Instructions to follow: Each line below should be reproduced without any alteration.

Records to process:

— start —

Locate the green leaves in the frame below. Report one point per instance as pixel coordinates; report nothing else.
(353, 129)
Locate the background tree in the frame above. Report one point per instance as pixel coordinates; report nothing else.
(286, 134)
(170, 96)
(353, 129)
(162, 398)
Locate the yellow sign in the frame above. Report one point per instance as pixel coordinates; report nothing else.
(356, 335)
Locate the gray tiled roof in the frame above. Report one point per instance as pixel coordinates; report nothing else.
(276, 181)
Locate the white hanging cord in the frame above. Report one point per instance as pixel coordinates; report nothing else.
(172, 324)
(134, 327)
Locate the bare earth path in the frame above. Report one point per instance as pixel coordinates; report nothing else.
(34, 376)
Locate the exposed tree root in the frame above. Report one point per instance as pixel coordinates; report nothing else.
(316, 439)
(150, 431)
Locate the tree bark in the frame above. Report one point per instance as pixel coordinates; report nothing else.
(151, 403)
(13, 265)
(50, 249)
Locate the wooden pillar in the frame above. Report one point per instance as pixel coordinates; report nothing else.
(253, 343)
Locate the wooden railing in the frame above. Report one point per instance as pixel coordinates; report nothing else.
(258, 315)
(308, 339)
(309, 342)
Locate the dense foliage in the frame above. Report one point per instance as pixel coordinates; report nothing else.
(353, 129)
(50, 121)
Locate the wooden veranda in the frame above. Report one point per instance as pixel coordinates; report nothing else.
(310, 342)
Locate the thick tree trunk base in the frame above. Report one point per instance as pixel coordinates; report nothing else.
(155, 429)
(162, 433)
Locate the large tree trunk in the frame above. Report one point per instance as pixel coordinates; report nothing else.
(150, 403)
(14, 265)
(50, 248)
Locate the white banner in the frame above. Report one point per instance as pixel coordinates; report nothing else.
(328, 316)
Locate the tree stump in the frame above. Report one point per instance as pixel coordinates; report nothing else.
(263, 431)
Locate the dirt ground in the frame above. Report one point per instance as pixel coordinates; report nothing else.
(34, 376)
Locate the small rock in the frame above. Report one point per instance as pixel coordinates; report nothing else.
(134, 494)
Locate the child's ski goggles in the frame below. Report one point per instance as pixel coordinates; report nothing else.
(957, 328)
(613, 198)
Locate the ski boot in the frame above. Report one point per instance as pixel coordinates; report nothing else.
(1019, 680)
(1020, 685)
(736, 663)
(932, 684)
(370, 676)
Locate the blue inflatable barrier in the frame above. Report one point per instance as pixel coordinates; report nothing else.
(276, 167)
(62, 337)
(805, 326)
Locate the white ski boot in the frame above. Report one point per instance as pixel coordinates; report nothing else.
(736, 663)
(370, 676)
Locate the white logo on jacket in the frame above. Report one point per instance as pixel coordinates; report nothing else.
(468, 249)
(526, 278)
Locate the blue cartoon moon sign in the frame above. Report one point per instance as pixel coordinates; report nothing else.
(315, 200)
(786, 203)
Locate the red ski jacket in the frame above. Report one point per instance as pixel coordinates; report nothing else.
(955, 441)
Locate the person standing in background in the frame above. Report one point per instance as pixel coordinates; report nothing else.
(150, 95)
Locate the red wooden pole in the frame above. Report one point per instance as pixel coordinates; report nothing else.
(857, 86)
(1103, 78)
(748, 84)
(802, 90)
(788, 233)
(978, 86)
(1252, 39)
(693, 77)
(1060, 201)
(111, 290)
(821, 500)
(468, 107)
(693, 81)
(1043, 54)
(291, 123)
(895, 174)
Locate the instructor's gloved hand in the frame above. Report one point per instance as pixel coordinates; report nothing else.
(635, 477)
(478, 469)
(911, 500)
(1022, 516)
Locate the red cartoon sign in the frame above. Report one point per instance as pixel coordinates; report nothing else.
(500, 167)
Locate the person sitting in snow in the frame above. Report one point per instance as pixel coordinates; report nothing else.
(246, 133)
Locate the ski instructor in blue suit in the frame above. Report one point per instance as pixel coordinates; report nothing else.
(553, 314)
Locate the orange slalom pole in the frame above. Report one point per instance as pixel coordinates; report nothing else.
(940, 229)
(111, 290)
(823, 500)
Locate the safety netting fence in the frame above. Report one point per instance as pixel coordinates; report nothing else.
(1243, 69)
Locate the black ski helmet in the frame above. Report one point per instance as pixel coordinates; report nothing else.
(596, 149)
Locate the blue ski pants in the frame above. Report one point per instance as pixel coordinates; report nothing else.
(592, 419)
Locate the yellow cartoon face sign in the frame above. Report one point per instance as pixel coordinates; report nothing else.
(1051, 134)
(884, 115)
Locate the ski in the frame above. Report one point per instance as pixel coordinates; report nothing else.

— end —

Output of the task:
Locate the green leaves in the frame below. Report one point per instance as pixel coordinates; report nothing else.
(353, 129)
Locate the background tree in the frame above. Report one point per instance as pixel coordinates; report nothing else.
(286, 134)
(170, 96)
(353, 129)
(162, 398)
Locate the yellow sign in the frame above. Report one point per instance as pixel coordinates; report nothing else.
(356, 335)
Locate the gray tiled roof in the frame above. Report one point per instance as pixel coordinates; report nothing else.
(276, 181)
Locate the white hanging cord in the frame above. Report one point per instance as pixel coordinates; report nothing else.
(172, 324)
(134, 327)
Locate the bare earth path in the frame above. Report one point per instance as pixel coordinates; report nothing else.
(34, 376)
Locate the exposed tree root in the frame above. Report one point per instance as pixel coordinates; report nothing else.
(316, 439)
(150, 431)
Locate the tree bark in the frame above. Report one point per instance as pixel coordinates; report nothing else.
(151, 403)
(13, 265)
(50, 249)
Locate the wooden pillar in the frame above. Report one point per instance as pixel coordinates; report nothing else.
(253, 343)
Locate the wooden railing in the frame above. Report one point per instance as pixel coordinates; report nothing else.
(258, 315)
(308, 339)
(309, 342)
Locate the dense foliage in the frame above. Report one point per instance as pixel coordinates; report nothing else.
(353, 129)
(50, 121)
Locate the wooden veranda in the frame above. Report one point per instance as pixel coordinates; report nothing else.
(310, 342)
Locate the thick tree trunk base in the frame above. Report one point per instance as pixel coordinates; report nothing else.
(155, 429)
(162, 433)
Locate the large tree trunk in the frame above. Report one point per instance as pixel coordinates; report nothing else.
(150, 403)
(14, 265)
(50, 248)
Locate the white banner in the frame above. Report one point per instance as pixel coordinates; report nothing else.
(328, 316)
Locate the tree stump in the frame above. Report one point per instance as pixel coordinates; report nothing else.
(263, 431)
Locate the dirt ground in the frame above. Report one point per instance as pixel coordinates; report nothing else.
(34, 376)
Locate the small rock in the frame above. Report one point per instance as pixel coordinates; report nothing else.
(134, 494)
Locate the child's ski goggles in the frame below. Report one point per instance as pixel coordinates; report nothing else.
(957, 328)
(613, 198)
Locate the ski boot in the frame above. Report one point per instance as pixel coordinates; report nothing else.
(1019, 680)
(1020, 685)
(736, 663)
(932, 684)
(370, 676)
Locate the blue inflatable barrier in the frame above. Report one point per instance as pixel coordinates; report nothing else.
(276, 167)
(62, 337)
(805, 326)
Locate the white ski boot in the frame above. Report one point per instance as pixel coordinates; report nothing else.
(736, 663)
(370, 676)
Locate the white logo on jacket in the frame above. Report one point per instance as pixel coordinates; report nothing else.
(468, 249)
(526, 278)
Locate the blue cartoon moon sign in the frame above. Report one point per instance as pixel coordinates; report nothing else.
(315, 200)
(786, 203)
Locate the red ski jacket in the frame above. Report one point per instance as pixel coordinates; report nothing else.
(955, 441)
Locate the person standing in background in the frame above. Report one point per instance as pixel coordinates; report nothing else.
(150, 95)
Locate the red wooden pole in the frame above. Report one point per instance as pixel coordinates; report nothing else.
(857, 86)
(1103, 78)
(748, 84)
(802, 90)
(788, 233)
(978, 86)
(1252, 39)
(693, 77)
(1060, 201)
(111, 290)
(821, 500)
(468, 107)
(693, 81)
(1043, 54)
(291, 123)
(895, 174)
Locate the instructor's gloved hand in the frame above. Report one point per instance as pixel coordinates; report nothing else.
(635, 477)
(478, 469)
(911, 500)
(1022, 516)
Locate the red cartoon sign in the frame above. Report one point per instance as pixel coordinates; report nothing else.
(500, 167)
Locate the person sitting in snow in the frame above. Report one point per instance as pixel coordinates; report nothing else.
(246, 133)
Locate the ski instructor in blue suit in the frame above. Report one point per instance as pixel coordinates; report nothing else.
(553, 314)
Locate the orange slalom pole in the frame above. Report one point per instance as pixel coordinates; report nothing else.
(940, 229)
(111, 290)
(823, 500)
Locate the safety netting fence in the frame above. Report one point per instance as pixel coordinates; report nothing else.
(1243, 69)
Locate the black ski helmet in the frame above. Report one point per instance as pixel coordinates; report nothing else.
(596, 149)
Locate the blue ski pants in the frame above. Report one point per instance as pixel coordinates; report nothing else.
(592, 419)
Locate the yellow cartoon face sign in the frame above. Report one point per instance as pixel coordinates; report nothing else.
(1051, 134)
(884, 115)
Locate the ski in the frame above. Report one point per instance as pixel coordinates; report nothing else.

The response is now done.